**WRITTEN REQUEST 1**
List every person named in the passage about private equity firms buying rental houses.
**WRITTEN REQUEST 2**
Carry on the commentary about big investors pulling back from buying rental houses, picking up after its final sentence.

**SOURCE PASSAGE**
---+---
Did you catch this gem on Bloomberg last week? It’s about the big private equity guys exiting the market. Take a look:
“Blackstone Group LP is slowing its purchases of houses to rent amid soaring prices after a buying binge made it the biggest U.S. single-family home landlord. Blackstone’s acquisition pace has declined 70 percent from its peak last year, when the private equity firm was spending more than $100 million a week on properties, said Jonathan Gray, global head of real estate for the New York-based firm…
“The institutional wave has passed,” Gray, who oversees almost $80 billion in property investments, said in a telephone interview. ‘It’s at a much lower level than it was 12 or 24 months ago.’
Private-equity firms, hedge funds, real estate investment trusts and other institutional investors have spent more than $20 billion to buy as many as 200,000 rental homes in the last two years. They snapped up properties after prices fell as much as 35 percent from the 2006 peak…
American Homes 4 Rent and Colony American Homes, the second- and third-largest single-family landlords, also have been scaling back as bargains dry up…
“We’re going to have to probably slow down a little bit on our acquisition pace until we have a better view or actual certainty of the capital being available,” (Chief Executive Officer David ) Singelyn said.
Colony Financial Inc. (CLNY), a REIT that invests in Colony American Homes, slowed its funding for acquisitions last year to focus on improving operations, CEO Richard Saltzman said in a November conference call…
American Residential Properties Inc. (ARPI), a landlord with 6,000 homes, slowed acquisitions by almost half in its latest quarter ending Dec. 31. It invested $104 million in 633 homes compared with $204 million on 1,251 homes in the previous quarter, the Scottsdale, Arizona-based company said in a statement.” (Blackstone’s Home Buying Binge Ends as Prices Surge, Bloomberg)
Okay, so the speculators are getting out of housing. How’s that going to effect the market?

No one really knows yet, but it can’t be good, after all, all-cash deals amounted to nearly 50 percent of all homes sales in many of the hotter markets last year. That’s why prices went up even though the economy was still in the shitter, because the fatcats were loading up on cheap real estate. Now it looks like they’re headed for the hills. That’s NOT going to be good for sales.
---+---
**RECORD SET**
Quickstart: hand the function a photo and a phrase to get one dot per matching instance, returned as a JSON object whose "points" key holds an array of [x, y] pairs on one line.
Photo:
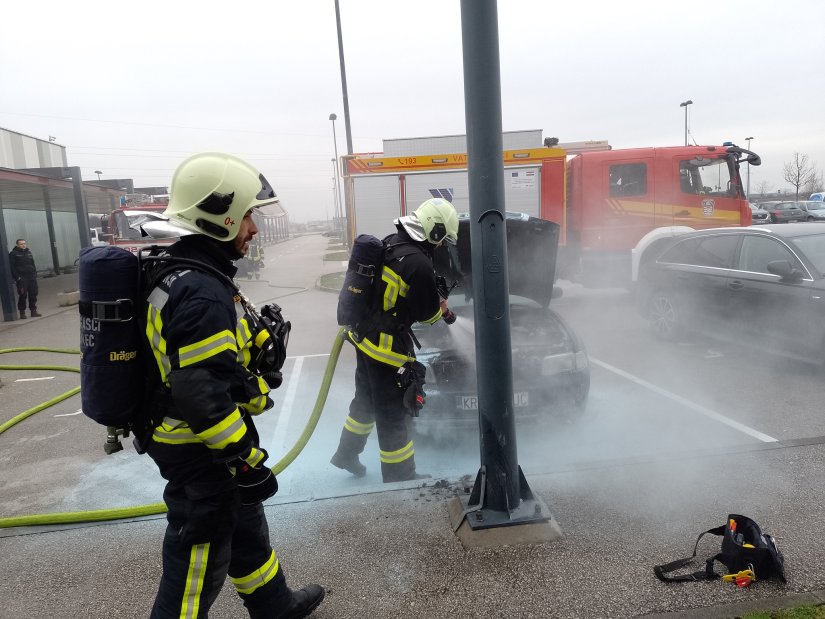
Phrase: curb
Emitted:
{"points": [[733, 611]]}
---+---
**EXERCISE RESPONSE 1**
Jonathan Gray
David Singelyn
Richard Saltzman

**EXERCISE RESPONSE 2**
Did you know that existing home sales have dropped for six months straight, dipping below trend to the same level they were at in 1998?

But how can that be, you ask, when everyone’s blabbing about the recovery? How can that be when the Fed has purchased more than $1.4 trillion in mortgage-backed securities (MBS) and rates are a measly 4.5%? How can that be prices have been climbing higher for more than a year?

Sales are dropping because millions of people are underwater on their mortgages and can’t afford to move. Millions more are stuck in their homes and aren’t paying anything at all. Millions more have student debt up to their eyeballs and will probably never own a home. And millions more still can’t find a job. That’s why home sales are plunging, because the economy stinks. It’s that simple. Sure, the market got a nice little bump from Bernanke’s $4 trillion liquidity-surge. Big whoop. Besides, that was 2012-2013. Today things are different. Today the Fed is winding down QE and there’s even talk of rate-hike. How do you think that’s going to impact sales?
Now get a load of this from Redfin:
“Home sales continued to be sluggish in February, and decreasing affordability is holding back would-be buyers, according to Redfin…. Slow sales have been largely attributed to low inventory for months, but many markets have now seen inventory rise while sales continue to fall. Several markets along the West Coast have seen sharp increases in inventory, yet home sales in the West fell 13.4 percent year over year, hitting their lowest point in five years in the first two months of 2014, while prices rose 19.1 percent year over year…
West Coast Sales Hit Lowest Point in Five Years
– In Redfin’s West Coast markets, sales fell 13.4% from February 2013, and hit a five-year low in the first two months of 2014. Sales fell most dramatically in Las Vegas (-22.7%), Sacramento (-21.8%) and Ventura (-20.8%). Across 19 markets, sales fell 10.3%, with markets east of the Rockies taking a less dramatic hit and a few even seeing modest increases.” (Redfin)
Did you catch that part about “inventory rising while sales continue to fall”?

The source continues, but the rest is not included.